=== Given text ===
☆ ☆ ☆ ☆ ☆
Imagine there are only 10 individuals of your entire species left on the planet. Ten. Not ten thousand, not ten hundred. Just ten living creatures standing between your species and complete extinction.
This is the terrifying reality facing the vaquita, the world’s smallest porpoise and the most endangered marine mammal on Earth. Found only in the northern Gulf of California in Mexico, this small, shy creature measures just 1.5 meters in length and weighs about 54 kilograms.
It has distinctive dark circles around its eyes, almost like a panda of the sea. Its numbers have been falling steadily since scientists first surveyed the species in 1997, when fewer than 600 individuals remained.
Accidental entanglement in fishing nets has been the main cause of its decline. Now, in a development that has alarmed conservation groups worldwide, Mexican officials have proposed scaling back the fishing regulations specifically designed to protect the vaquita’s last remaining habitat.
If implemented, the changes could shrink protected areas and allow fishing vessels to enter zones where all activity is currently banned. So, it is never a wrong time to talk about it.
What Would Change

The vaquita lives in a narrow stretch of ocean between Baja California and mainland Mexico. Protections for this area were first established in 2005 and most recently revised in 2020.
The current regulations include a zero-tolerance area spanning 288 square kilometers where all navigation and fishing activity is completely prohibited. Surrounding this is a refuge area of 1,263 square kilometers with strict fishing regulations.
Beyond that sits a gillnet prohibition zone of approximately 11,000 square kilometers where certain types of nets are banned entirely.
The proposed changes, which have not yet been made public but were reviewed by Mongabay, would significantly reduce these protections. The zero-tolerance area would shrink from 288 square kilometers to 225 square kilometers.
☆ ☆ ☆ ☆ ☆
=== Information shown ===
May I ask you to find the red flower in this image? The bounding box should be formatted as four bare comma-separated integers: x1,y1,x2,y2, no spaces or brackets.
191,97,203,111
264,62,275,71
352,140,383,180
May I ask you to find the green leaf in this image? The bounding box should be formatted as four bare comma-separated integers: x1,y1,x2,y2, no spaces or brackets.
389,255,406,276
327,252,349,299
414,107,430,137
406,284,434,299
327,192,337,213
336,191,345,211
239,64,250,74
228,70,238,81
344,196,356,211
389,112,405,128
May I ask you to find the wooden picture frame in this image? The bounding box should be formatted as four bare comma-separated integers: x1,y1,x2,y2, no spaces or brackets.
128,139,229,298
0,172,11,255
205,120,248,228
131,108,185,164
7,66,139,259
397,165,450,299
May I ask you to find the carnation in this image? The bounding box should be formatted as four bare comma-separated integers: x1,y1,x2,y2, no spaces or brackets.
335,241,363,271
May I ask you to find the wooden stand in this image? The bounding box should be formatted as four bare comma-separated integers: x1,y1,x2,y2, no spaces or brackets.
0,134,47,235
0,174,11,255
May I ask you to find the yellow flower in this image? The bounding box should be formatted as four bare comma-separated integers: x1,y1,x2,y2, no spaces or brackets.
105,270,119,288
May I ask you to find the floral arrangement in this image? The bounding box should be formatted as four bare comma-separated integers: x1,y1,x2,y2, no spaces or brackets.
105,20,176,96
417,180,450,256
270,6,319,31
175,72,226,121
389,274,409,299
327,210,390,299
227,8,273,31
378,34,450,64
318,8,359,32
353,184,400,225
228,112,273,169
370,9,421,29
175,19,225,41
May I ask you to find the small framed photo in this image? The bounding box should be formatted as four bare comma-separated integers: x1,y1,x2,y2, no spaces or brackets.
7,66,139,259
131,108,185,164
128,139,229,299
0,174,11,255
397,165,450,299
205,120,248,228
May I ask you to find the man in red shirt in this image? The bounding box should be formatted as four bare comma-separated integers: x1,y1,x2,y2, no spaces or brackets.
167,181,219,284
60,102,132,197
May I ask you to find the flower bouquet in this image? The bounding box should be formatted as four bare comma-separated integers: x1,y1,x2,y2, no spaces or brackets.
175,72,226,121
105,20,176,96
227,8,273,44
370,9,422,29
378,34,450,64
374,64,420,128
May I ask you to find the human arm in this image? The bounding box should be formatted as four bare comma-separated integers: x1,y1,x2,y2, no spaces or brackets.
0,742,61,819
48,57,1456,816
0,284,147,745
☆ ☆ ☆ ☆ ☆
=== Exercise set ===
[1] In the vaquita article, in what year were protections for the vaquita's habitat first established?
[2] Extend the vaquita article, picking up right after its final sentence.

=== Answers for the tasks ===
[1] 2005

[2]
The vaquita refuge would be eliminated entirely. The gillnet prohibition zone would be reduced in size, reopening much of the vaquita’s habitat to fishing activity. A new special use area would be added adjacent to the zero-tolerance area, permitting certain fishing activities including free diving and hookah diving.
The proposal would also reverse the current ban on nighttime fishing between 4 p.m. and 5 a.m. The reasoning given is that Pacific sierra, a fish species commonly targeted by local fishers, has nocturnal habits and is best caught at night.
The internal government analysis reviewed by Mongabay argued that regulations on fishing gear are strong enough to make time-based restrictions unnecessary. The proposal also suggests reducing the number of departure sites for fishing vessels to consolidate monitoring at fewer locations.
Alarmed

Conservation organizations reacted strongly against the proposed changes. Sarah Doleman, senior ocean campaigner for the Environmental Investigation Agency, emphasized that the vaquita is the most endangered marine mammal in the world.
With only 10 individuals remaining, any effort to reduce the protective measures currently in place would represent a real threat to the future of the species. The numbers leave almost no margin for error. Losing even one or two individuals to fishing nets could push the species past the point of recovery.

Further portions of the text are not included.